-- BEGIN Items --
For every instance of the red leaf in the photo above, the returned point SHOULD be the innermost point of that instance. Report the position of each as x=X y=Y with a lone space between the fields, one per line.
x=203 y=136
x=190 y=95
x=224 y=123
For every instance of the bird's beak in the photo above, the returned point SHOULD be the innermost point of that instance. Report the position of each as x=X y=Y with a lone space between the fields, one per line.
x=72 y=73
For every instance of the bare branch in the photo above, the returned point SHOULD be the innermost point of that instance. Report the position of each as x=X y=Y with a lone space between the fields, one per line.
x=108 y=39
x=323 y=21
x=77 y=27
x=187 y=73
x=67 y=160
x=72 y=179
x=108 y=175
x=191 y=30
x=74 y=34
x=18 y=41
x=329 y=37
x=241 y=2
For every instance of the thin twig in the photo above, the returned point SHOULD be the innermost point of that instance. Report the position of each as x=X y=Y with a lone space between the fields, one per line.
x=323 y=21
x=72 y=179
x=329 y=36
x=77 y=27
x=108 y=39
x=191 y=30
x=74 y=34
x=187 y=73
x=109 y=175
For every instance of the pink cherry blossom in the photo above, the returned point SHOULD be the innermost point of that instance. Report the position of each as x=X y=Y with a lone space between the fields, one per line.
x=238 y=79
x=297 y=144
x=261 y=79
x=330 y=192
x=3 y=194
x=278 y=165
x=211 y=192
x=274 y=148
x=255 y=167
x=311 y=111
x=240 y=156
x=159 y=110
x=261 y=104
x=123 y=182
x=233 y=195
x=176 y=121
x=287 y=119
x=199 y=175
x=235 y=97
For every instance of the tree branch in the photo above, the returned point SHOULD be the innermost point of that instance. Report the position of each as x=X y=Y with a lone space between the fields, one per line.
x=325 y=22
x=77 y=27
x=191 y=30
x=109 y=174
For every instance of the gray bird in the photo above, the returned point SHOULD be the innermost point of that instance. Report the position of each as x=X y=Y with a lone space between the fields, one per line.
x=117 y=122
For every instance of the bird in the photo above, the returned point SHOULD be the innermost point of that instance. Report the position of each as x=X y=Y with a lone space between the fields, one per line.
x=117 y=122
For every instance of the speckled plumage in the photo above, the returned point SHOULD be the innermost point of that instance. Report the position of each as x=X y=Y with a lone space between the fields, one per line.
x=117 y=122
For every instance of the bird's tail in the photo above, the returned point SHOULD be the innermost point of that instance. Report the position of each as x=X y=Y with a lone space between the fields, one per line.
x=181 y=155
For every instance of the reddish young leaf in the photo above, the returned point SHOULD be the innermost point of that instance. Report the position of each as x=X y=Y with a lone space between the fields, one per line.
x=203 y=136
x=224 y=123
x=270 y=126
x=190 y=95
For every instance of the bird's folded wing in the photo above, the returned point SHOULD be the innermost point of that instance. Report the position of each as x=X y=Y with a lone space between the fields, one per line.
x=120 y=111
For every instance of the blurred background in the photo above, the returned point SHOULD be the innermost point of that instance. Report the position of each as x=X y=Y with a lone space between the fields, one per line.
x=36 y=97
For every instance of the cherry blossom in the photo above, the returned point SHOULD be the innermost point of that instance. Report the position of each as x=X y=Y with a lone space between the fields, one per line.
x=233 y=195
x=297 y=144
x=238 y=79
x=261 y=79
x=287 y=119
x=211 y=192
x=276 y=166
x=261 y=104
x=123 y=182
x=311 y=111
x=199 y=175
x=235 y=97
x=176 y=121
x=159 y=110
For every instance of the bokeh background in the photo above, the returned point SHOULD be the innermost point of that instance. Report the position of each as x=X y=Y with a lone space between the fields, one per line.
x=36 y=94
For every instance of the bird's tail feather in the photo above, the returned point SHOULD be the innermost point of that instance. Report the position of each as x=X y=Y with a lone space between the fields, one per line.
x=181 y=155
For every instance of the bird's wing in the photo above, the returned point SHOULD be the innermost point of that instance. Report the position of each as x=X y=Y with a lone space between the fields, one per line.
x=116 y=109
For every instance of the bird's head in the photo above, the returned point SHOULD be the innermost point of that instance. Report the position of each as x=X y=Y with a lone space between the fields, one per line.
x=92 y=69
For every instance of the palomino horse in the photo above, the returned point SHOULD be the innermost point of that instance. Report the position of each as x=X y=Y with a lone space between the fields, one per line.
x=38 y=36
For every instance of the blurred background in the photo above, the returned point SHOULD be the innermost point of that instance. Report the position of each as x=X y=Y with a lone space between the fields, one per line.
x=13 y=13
-- END Items --
### Written instruction:
Your task is to print all of the records exactly.

### Exercise solution:
For every instance of the red leaf in the photo above, the returned point SHOULD be the innermost point of that instance. Report the position of each as x=X y=Y with a lone space between the fields, one per line.
x=203 y=136
x=190 y=95
x=224 y=123
For every instance of the bird's beak in the photo above, the returned point SHOULD be the innermost point of that instance. Report the position of each as x=X y=Y with a lone space between the fields, one per line.
x=72 y=73
For every instance of the bare branch in the photo above, the returned point SHOULD be the innermost point of that instance. Report the position of each as x=X y=Y with a lone space between the fields, one per line.
x=108 y=39
x=323 y=21
x=77 y=27
x=187 y=73
x=67 y=160
x=72 y=179
x=108 y=175
x=191 y=30
x=74 y=34
x=18 y=41
x=329 y=37
x=241 y=2
For every instance of the thin twig in the photo above, the returned point SHOULD be the innermost point of that instance. Report the position of each as x=X y=Y with a lone space between the fields, one per line.
x=323 y=21
x=72 y=179
x=329 y=36
x=77 y=27
x=108 y=39
x=191 y=30
x=74 y=34
x=187 y=73
x=109 y=175
For every instance of the pink cherry blossom in the photo above, the returned point SHOULD be the innermost point of that instance. Report the position of each as x=X y=Y with a lone space between the fields, one per line.
x=238 y=79
x=297 y=144
x=261 y=79
x=330 y=192
x=3 y=194
x=278 y=165
x=211 y=192
x=274 y=148
x=255 y=167
x=311 y=111
x=240 y=156
x=159 y=110
x=261 y=104
x=123 y=182
x=233 y=195
x=176 y=121
x=287 y=119
x=199 y=175
x=235 y=97
For every instance of the tree branch in the photo above, the returned point SHOULD be the innermost point of that instance. Report the position of each as x=X y=Y with a lone space between the fields, one per line.
x=325 y=22
x=77 y=27
x=191 y=30
x=109 y=174
For every instance of the gray bird in the photo above, the returned point SHOULD be the innermost point of that instance. Report the position of each as x=X y=Y with a lone space between the fields, one per line.
x=117 y=122
For every instance of the bird in the photo above, the returned point SHOULD be the innermost point of that instance. Report the position of each as x=X y=Y with a lone space between the fields, one per line.
x=117 y=122
For every instance of the speckled plumage in the photo above, the returned point SHOULD be the innermost point of that instance. Report the position of each as x=X y=Y with a lone space between the fields, one per line.
x=117 y=122
For every instance of the bird's tail in the photo above, the returned point SHOULD be the innermost point of that instance. Report the position of each as x=X y=Y with a lone space between the fields, one per line.
x=181 y=155
For every instance of the reddish young leaf in the photo above, the returned point SHOULD be the innermost point of that instance. Report the position of each as x=X y=Y with a lone space between the fields, one per line.
x=203 y=136
x=224 y=123
x=270 y=126
x=190 y=95
For every instance of the bird's folded wing in the photo above, the returned point SHOULD be the innermost point of that instance. Report the position of each as x=X y=Y with a lone space between the fields, one per line.
x=120 y=111
For every instance of the blurred background in the photo above, the returned point SHOULD be the innermost point of that instance. Report the position of each as x=X y=Y with a lone space between the fields, one per line.
x=36 y=97
For every instance of the cherry blossom in the photo above, the returned point SHOULD be the innermost point of that instance. Report the position of each as x=X y=Y with a lone space between the fields, one per line.
x=233 y=195
x=297 y=144
x=238 y=79
x=261 y=79
x=287 y=119
x=211 y=192
x=276 y=166
x=261 y=104
x=123 y=182
x=311 y=111
x=199 y=175
x=235 y=97
x=176 y=121
x=159 y=110
For every instance of the bokeh background in the photo above, the returned point SHOULD be the innermost point of that instance. Report the position of each as x=X y=Y with a lone space between the fields, one per line.
x=36 y=94
For every instance of the bird's tail feather in the photo above, the returned point SHOULD be the innermost point of that instance. Report the position of each as x=X y=Y with a lone space between the fields, one per line.
x=181 y=155
For every instance of the bird's wing in the photo above, the returned point SHOULD be the innermost point of that instance. Report the position of each as x=X y=Y with a lone space between the fields, one per line.
x=116 y=109
For every instance of the bird's head in the photo above, the returned point SHOULD be the innermost point of that instance. Report the position of each as x=X y=Y with a lone space between the fields, one per line.
x=92 y=69
For every instance of the palomino horse in the photo above, the returned point SHOULD be the innermost point of that instance. Report the position of each as x=X y=Y with a lone space between the fields, one per line.
x=38 y=36
For every instance of the blurred background in the photo above, the returned point SHOULD be the innermost point of that instance. Report the position of each as x=X y=Y with a lone space between the fields, one per line.
x=13 y=13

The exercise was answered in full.